**YOUR OBJECTIVE:**
The line that contains "If you could mark the star-shaped" and all lines following it to the end of the data below: set these down exactly, and nothing besides.

[Start of Attachment]

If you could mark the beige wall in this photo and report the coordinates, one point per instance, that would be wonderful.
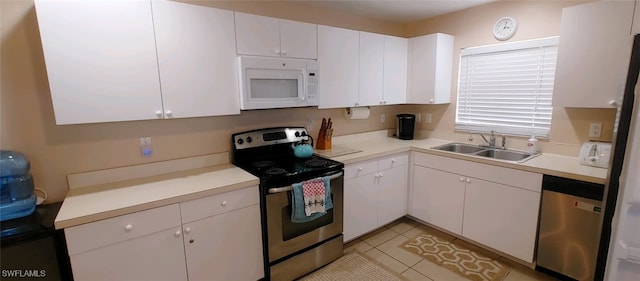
(27, 123)
(472, 27)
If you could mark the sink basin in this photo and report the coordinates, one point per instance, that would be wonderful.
(493, 153)
(509, 155)
(459, 147)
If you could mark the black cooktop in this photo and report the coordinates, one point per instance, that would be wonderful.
(267, 153)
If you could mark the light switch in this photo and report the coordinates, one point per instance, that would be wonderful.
(595, 130)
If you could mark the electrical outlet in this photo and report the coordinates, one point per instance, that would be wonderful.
(146, 150)
(145, 141)
(309, 125)
(595, 130)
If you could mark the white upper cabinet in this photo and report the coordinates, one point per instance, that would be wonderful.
(371, 69)
(126, 60)
(383, 69)
(377, 62)
(430, 67)
(266, 36)
(196, 57)
(101, 60)
(593, 55)
(394, 87)
(338, 57)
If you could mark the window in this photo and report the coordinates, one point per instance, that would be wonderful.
(507, 87)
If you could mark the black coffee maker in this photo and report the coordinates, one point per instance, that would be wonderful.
(405, 126)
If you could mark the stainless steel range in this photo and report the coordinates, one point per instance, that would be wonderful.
(291, 249)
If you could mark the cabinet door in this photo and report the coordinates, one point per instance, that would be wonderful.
(360, 211)
(257, 35)
(226, 246)
(100, 59)
(502, 217)
(635, 27)
(394, 88)
(371, 69)
(438, 198)
(593, 55)
(392, 194)
(298, 39)
(430, 64)
(338, 58)
(197, 60)
(157, 256)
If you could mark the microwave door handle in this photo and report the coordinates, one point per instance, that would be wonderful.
(302, 95)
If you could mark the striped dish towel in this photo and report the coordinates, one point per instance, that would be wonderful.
(314, 196)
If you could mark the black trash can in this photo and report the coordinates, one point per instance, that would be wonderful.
(405, 126)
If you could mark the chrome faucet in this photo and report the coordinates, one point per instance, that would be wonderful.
(491, 141)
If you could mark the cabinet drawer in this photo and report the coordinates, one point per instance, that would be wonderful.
(512, 177)
(220, 203)
(393, 161)
(110, 231)
(360, 169)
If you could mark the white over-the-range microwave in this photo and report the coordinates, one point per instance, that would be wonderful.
(277, 82)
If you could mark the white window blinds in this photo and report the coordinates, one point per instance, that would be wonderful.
(507, 87)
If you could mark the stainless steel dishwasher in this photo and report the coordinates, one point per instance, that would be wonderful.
(568, 230)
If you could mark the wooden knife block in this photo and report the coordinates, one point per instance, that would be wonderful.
(324, 139)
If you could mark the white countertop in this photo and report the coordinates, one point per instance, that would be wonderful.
(373, 146)
(106, 200)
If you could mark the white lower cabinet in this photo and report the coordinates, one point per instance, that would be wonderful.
(494, 206)
(375, 192)
(157, 244)
(438, 198)
(502, 217)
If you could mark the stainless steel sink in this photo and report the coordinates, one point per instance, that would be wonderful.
(508, 155)
(493, 153)
(460, 148)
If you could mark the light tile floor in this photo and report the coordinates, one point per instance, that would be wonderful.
(384, 244)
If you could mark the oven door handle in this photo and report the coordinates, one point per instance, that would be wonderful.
(288, 188)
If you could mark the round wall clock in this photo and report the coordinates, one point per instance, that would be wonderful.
(505, 28)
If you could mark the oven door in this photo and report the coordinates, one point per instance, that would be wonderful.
(286, 237)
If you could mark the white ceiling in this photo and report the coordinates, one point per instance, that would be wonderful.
(400, 11)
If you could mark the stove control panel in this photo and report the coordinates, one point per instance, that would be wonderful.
(271, 136)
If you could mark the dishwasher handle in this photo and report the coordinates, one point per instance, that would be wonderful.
(573, 187)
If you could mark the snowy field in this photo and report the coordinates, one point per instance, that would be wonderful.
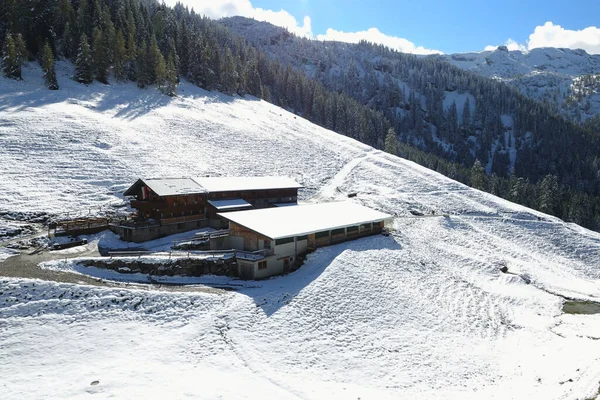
(424, 313)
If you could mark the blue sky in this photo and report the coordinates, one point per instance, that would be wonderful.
(435, 25)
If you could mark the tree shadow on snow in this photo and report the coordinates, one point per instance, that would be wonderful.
(277, 292)
(126, 100)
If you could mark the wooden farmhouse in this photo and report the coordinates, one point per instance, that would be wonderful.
(168, 206)
(271, 240)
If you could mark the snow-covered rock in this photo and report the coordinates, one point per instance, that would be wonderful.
(550, 74)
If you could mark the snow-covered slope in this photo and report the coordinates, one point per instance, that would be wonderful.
(544, 74)
(424, 313)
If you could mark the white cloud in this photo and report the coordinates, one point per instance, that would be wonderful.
(550, 35)
(510, 44)
(374, 35)
(227, 8)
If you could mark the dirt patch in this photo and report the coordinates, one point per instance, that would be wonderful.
(581, 307)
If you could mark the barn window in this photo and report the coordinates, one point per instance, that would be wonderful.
(321, 235)
(284, 241)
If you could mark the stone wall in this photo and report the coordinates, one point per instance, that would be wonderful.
(182, 266)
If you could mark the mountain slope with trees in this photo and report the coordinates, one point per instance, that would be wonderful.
(567, 81)
(453, 120)
(468, 127)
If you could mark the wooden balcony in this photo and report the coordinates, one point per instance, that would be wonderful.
(182, 219)
(146, 204)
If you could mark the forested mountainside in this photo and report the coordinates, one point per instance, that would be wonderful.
(568, 81)
(472, 121)
(450, 120)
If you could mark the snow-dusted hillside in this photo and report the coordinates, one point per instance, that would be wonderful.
(544, 74)
(424, 313)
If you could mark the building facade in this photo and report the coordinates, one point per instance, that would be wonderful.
(273, 241)
(167, 206)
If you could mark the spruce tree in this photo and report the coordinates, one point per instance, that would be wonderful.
(83, 65)
(161, 73)
(21, 48)
(478, 178)
(131, 58)
(11, 67)
(100, 56)
(171, 89)
(119, 58)
(47, 62)
(391, 142)
(141, 66)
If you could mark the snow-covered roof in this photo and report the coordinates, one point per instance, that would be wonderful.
(168, 186)
(230, 184)
(229, 204)
(281, 222)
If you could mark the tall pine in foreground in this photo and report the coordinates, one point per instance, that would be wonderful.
(14, 52)
(83, 64)
(171, 88)
(47, 62)
(10, 65)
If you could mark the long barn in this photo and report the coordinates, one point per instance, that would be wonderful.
(271, 240)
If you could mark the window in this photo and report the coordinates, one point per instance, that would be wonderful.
(284, 241)
(321, 235)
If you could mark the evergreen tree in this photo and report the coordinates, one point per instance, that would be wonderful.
(11, 67)
(171, 88)
(161, 73)
(229, 78)
(131, 58)
(120, 54)
(549, 195)
(391, 142)
(21, 48)
(84, 72)
(141, 66)
(466, 119)
(478, 178)
(47, 62)
(101, 60)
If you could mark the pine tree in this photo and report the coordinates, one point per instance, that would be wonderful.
(11, 67)
(152, 59)
(229, 78)
(47, 62)
(120, 54)
(549, 195)
(131, 58)
(478, 178)
(141, 66)
(171, 88)
(391, 142)
(83, 65)
(466, 119)
(161, 73)
(100, 56)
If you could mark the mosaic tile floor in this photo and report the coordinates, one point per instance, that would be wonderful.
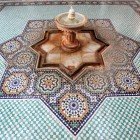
(100, 103)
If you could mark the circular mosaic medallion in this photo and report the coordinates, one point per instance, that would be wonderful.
(127, 81)
(15, 83)
(23, 59)
(102, 23)
(48, 83)
(11, 46)
(31, 36)
(35, 24)
(73, 106)
(129, 45)
(95, 83)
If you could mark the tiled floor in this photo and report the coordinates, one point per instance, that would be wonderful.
(100, 103)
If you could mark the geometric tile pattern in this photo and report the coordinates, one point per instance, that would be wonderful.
(28, 119)
(72, 100)
(136, 61)
(3, 66)
(25, 119)
(92, 10)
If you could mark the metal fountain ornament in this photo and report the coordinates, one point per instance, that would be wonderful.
(70, 23)
(71, 47)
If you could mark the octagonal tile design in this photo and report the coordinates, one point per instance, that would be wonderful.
(73, 101)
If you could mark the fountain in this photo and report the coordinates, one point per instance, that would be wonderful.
(70, 23)
(69, 45)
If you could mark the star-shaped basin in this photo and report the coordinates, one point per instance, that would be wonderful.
(51, 54)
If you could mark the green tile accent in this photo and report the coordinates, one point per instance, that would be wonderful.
(28, 120)
(118, 118)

[End of Attachment]

**TASK RESULT:**
If you could mark the star-shaped basin in this photo and report the coordinates, one point per instance, that would be wonderful.
(51, 54)
If you could mark the green tile accent in this photo and report the coordinates, one point per instance, that would be wonderful.
(28, 120)
(118, 118)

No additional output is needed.